Working data.
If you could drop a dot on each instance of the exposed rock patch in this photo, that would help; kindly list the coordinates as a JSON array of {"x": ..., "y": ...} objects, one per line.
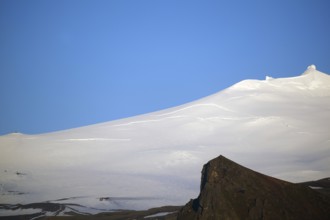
[{"x": 231, "y": 191}]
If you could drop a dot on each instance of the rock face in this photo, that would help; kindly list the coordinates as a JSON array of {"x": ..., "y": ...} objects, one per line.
[{"x": 231, "y": 191}]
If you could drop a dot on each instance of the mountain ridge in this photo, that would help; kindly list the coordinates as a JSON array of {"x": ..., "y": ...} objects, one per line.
[
  {"x": 278, "y": 130},
  {"x": 231, "y": 191}
]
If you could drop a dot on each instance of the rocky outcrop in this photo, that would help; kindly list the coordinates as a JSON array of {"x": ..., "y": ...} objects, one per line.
[{"x": 231, "y": 191}]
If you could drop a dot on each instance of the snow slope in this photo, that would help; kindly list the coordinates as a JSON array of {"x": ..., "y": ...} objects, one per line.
[{"x": 280, "y": 127}]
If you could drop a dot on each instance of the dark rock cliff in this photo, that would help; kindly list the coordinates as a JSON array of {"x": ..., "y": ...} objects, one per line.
[{"x": 231, "y": 191}]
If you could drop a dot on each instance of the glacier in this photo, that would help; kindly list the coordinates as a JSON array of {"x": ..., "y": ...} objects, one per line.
[{"x": 280, "y": 127}]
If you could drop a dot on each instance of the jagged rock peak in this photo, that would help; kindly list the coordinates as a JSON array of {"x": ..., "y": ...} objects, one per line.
[{"x": 231, "y": 191}]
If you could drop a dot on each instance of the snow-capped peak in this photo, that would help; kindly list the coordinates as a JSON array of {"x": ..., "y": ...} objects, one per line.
[{"x": 279, "y": 127}]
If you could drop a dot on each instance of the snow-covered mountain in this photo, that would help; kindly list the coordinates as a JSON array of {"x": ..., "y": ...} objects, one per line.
[{"x": 280, "y": 127}]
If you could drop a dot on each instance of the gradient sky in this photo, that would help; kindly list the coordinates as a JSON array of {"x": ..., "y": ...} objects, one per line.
[{"x": 70, "y": 63}]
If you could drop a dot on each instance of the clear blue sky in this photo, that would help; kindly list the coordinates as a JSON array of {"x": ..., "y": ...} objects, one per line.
[{"x": 70, "y": 63}]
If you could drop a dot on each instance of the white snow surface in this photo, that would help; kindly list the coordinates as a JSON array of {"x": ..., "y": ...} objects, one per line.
[{"x": 280, "y": 127}]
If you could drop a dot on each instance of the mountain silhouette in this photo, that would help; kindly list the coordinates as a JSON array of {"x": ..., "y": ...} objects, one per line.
[{"x": 231, "y": 191}]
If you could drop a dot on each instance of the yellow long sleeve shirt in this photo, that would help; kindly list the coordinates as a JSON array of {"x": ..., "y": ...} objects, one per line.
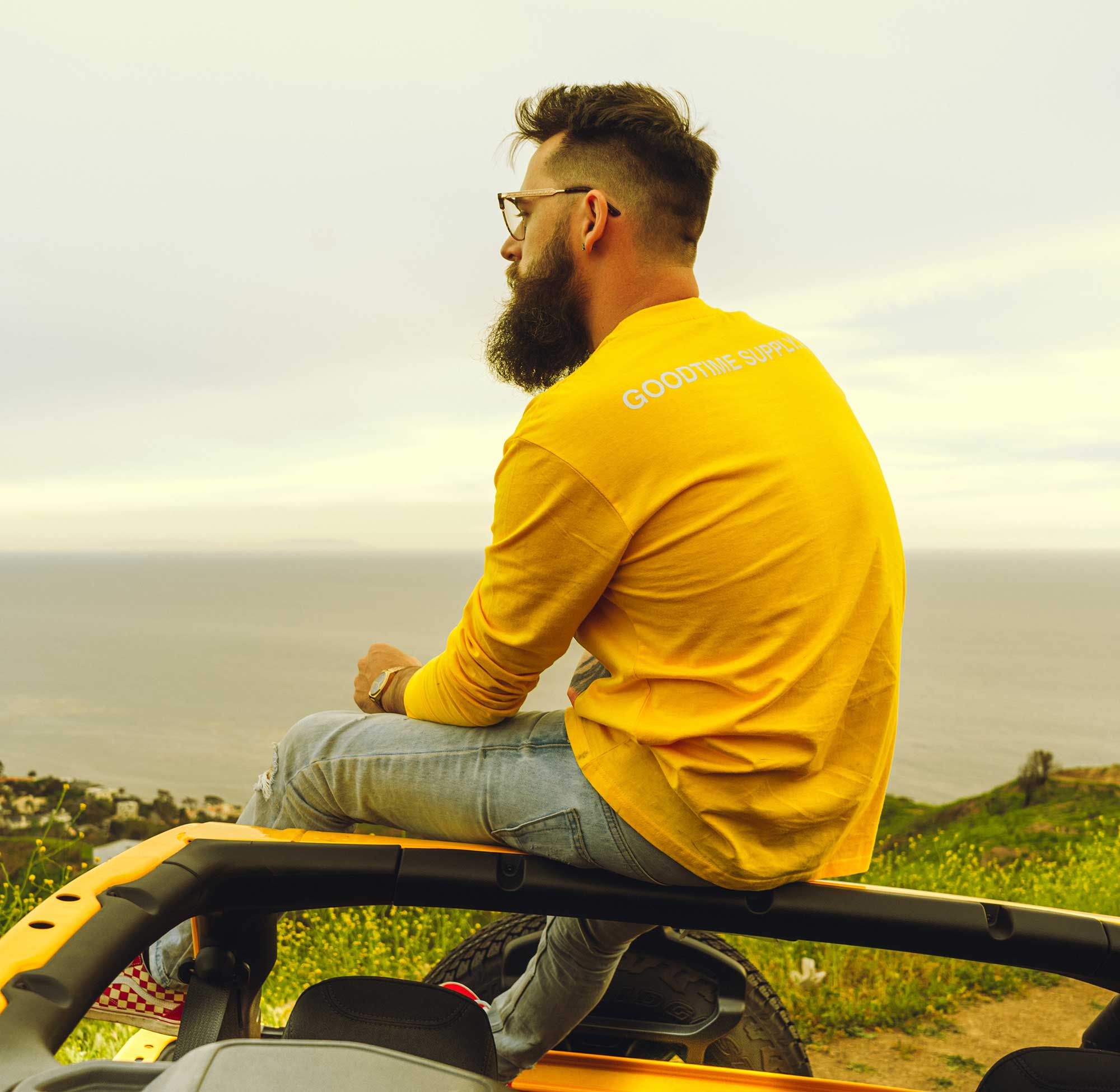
[{"x": 699, "y": 508}]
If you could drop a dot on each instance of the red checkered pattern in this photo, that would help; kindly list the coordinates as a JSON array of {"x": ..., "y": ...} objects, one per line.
[{"x": 135, "y": 997}]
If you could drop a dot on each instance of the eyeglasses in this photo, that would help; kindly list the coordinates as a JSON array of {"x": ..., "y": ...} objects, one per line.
[{"x": 516, "y": 219}]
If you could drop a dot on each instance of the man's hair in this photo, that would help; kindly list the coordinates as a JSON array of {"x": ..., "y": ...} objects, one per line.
[{"x": 636, "y": 144}]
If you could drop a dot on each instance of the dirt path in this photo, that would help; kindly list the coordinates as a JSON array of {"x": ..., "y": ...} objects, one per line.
[{"x": 984, "y": 1034}]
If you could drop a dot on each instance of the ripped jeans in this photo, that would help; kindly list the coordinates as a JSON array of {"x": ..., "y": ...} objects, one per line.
[{"x": 517, "y": 785}]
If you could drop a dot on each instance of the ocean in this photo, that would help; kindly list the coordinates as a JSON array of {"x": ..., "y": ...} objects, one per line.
[{"x": 179, "y": 673}]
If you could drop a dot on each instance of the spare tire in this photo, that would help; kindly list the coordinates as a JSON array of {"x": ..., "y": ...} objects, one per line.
[{"x": 649, "y": 990}]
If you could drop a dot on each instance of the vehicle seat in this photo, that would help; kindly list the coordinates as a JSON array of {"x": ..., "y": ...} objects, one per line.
[
  {"x": 1054, "y": 1069},
  {"x": 413, "y": 1018}
]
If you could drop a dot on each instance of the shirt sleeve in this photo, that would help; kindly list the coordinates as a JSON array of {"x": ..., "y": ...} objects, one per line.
[{"x": 557, "y": 543}]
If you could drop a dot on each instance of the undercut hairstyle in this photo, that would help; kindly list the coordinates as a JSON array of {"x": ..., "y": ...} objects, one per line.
[{"x": 636, "y": 145}]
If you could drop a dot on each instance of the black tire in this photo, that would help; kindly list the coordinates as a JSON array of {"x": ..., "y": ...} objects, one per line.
[{"x": 766, "y": 1040}]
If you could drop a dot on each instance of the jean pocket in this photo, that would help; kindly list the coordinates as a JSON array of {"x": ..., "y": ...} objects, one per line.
[{"x": 558, "y": 837}]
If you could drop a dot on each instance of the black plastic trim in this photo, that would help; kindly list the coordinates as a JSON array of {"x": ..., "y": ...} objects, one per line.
[{"x": 256, "y": 879}]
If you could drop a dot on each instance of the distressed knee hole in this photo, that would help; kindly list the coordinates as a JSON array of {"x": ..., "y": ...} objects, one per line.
[{"x": 265, "y": 782}]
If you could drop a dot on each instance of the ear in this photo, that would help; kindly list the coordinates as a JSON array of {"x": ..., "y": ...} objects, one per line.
[{"x": 593, "y": 225}]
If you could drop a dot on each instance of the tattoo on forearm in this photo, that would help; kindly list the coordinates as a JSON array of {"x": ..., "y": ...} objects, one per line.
[{"x": 587, "y": 674}]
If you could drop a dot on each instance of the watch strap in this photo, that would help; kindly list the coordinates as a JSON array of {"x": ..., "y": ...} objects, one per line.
[{"x": 389, "y": 673}]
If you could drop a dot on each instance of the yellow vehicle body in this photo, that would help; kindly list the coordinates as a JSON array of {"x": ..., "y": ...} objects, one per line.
[{"x": 30, "y": 947}]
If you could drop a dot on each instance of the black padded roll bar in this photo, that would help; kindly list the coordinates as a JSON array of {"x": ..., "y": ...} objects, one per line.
[{"x": 259, "y": 879}]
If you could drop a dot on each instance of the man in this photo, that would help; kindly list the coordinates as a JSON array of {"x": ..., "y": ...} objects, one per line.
[{"x": 690, "y": 497}]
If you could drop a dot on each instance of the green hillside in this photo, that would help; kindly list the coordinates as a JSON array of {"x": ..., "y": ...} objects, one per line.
[{"x": 1000, "y": 826}]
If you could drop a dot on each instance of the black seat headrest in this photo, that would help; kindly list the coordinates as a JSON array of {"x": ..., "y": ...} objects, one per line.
[
  {"x": 1054, "y": 1069},
  {"x": 413, "y": 1018}
]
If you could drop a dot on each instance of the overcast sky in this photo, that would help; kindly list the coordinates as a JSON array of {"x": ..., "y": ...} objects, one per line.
[{"x": 249, "y": 251}]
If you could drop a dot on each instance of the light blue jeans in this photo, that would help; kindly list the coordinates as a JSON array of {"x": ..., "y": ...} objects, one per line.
[{"x": 516, "y": 785}]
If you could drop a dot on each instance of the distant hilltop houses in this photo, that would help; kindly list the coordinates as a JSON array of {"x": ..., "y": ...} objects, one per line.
[{"x": 80, "y": 809}]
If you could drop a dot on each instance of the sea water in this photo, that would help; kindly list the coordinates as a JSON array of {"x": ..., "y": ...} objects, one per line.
[{"x": 179, "y": 673}]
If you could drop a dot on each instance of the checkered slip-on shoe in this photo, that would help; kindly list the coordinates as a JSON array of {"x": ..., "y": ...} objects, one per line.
[
  {"x": 466, "y": 992},
  {"x": 135, "y": 997}
]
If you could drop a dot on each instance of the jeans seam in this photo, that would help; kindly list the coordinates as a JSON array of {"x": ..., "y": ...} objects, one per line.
[
  {"x": 612, "y": 819},
  {"x": 575, "y": 833},
  {"x": 418, "y": 754}
]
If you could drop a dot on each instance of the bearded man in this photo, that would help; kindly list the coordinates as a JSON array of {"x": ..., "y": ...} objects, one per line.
[{"x": 688, "y": 496}]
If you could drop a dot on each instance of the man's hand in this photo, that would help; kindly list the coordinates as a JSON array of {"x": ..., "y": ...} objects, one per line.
[
  {"x": 372, "y": 665},
  {"x": 586, "y": 673}
]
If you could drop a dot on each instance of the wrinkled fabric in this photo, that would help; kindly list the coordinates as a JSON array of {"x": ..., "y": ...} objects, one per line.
[
  {"x": 701, "y": 509},
  {"x": 517, "y": 785}
]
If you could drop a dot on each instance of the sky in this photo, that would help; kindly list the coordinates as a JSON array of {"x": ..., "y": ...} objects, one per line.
[{"x": 251, "y": 250}]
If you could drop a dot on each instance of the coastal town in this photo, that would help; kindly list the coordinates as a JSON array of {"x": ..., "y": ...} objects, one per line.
[{"x": 33, "y": 806}]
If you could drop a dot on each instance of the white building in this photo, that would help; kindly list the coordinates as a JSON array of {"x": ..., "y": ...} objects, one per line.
[{"x": 128, "y": 808}]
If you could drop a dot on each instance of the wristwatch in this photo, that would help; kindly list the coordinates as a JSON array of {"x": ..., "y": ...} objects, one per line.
[{"x": 381, "y": 684}]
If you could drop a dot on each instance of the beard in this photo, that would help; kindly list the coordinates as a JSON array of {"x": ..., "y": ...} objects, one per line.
[{"x": 542, "y": 335}]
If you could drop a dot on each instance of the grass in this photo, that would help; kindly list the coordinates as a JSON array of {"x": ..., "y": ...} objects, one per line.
[{"x": 1066, "y": 858}]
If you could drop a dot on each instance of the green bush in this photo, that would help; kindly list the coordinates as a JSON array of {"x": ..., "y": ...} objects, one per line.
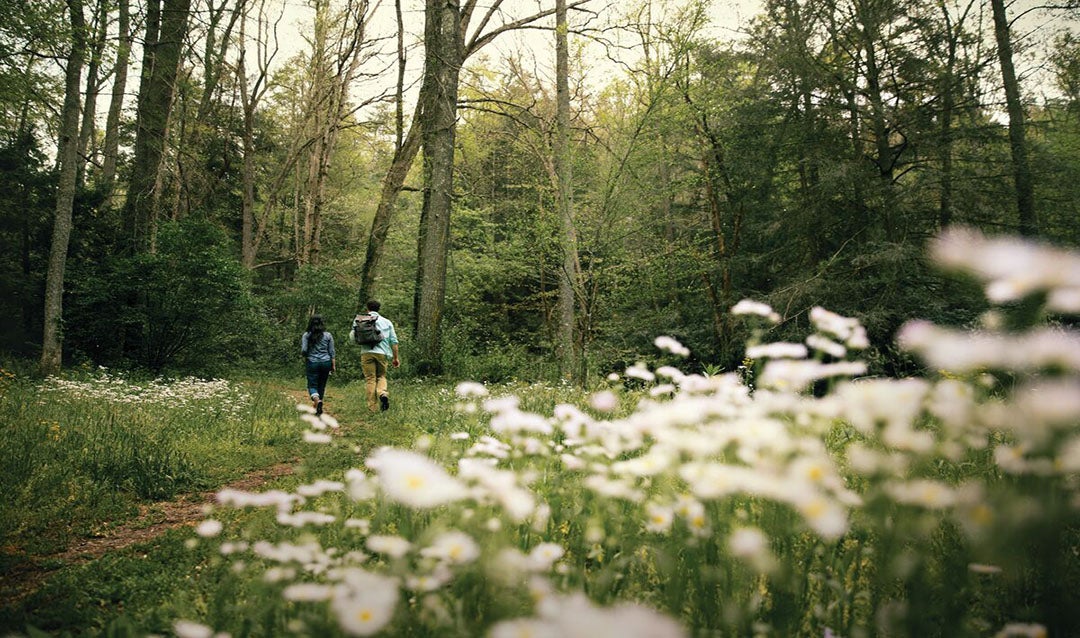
[{"x": 186, "y": 307}]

The task. Your answer must be the lines from the one containing "instance of the sky" through the last line of the listing above, restated word for word, with no pictures.

Answer section.
If you could drop a dot on each instance of the sky in this photo, that would help; kindly list the coordinates as a JSON array of {"x": ..., "y": ...} objects, one per line.
[{"x": 251, "y": 250}]
If you could drop a dot on each instance of the coastal town in this photo, that would help; kindly list the coordinates as a JSON array of {"x": ..., "y": ...} objects, one per line.
[{"x": 33, "y": 806}]
If you could drop a dot on each instance of the white building in this photo, that would help; kindly list the coordinates as a JSON array of {"x": ..., "y": ...} objects, one per line.
[{"x": 128, "y": 808}]
If you could drop a dot on each instance of the wristwatch in this photo, that would help; kindly list the coordinates as a JSON array of {"x": ..., "y": ...} objects, one per line.
[{"x": 381, "y": 684}]
If you could drop a dot on each instance of the beard in this photo, that would help; kindly list the coordinates as a JSON array of {"x": ..., "y": ...} objects, one per line.
[{"x": 542, "y": 335}]
If you could drop a dot on each instance of the grass in this photo, that would help; kindly list the coordinates as a JSON array of {"x": ..., "y": ...} objects, one per line.
[{"x": 1066, "y": 858}]
If you could drop a dot on each instance of the green bush in this photo, that would help; kindly list the coordinates as a JSON array of {"x": ..., "y": ...} objects, one per line.
[{"x": 186, "y": 307}]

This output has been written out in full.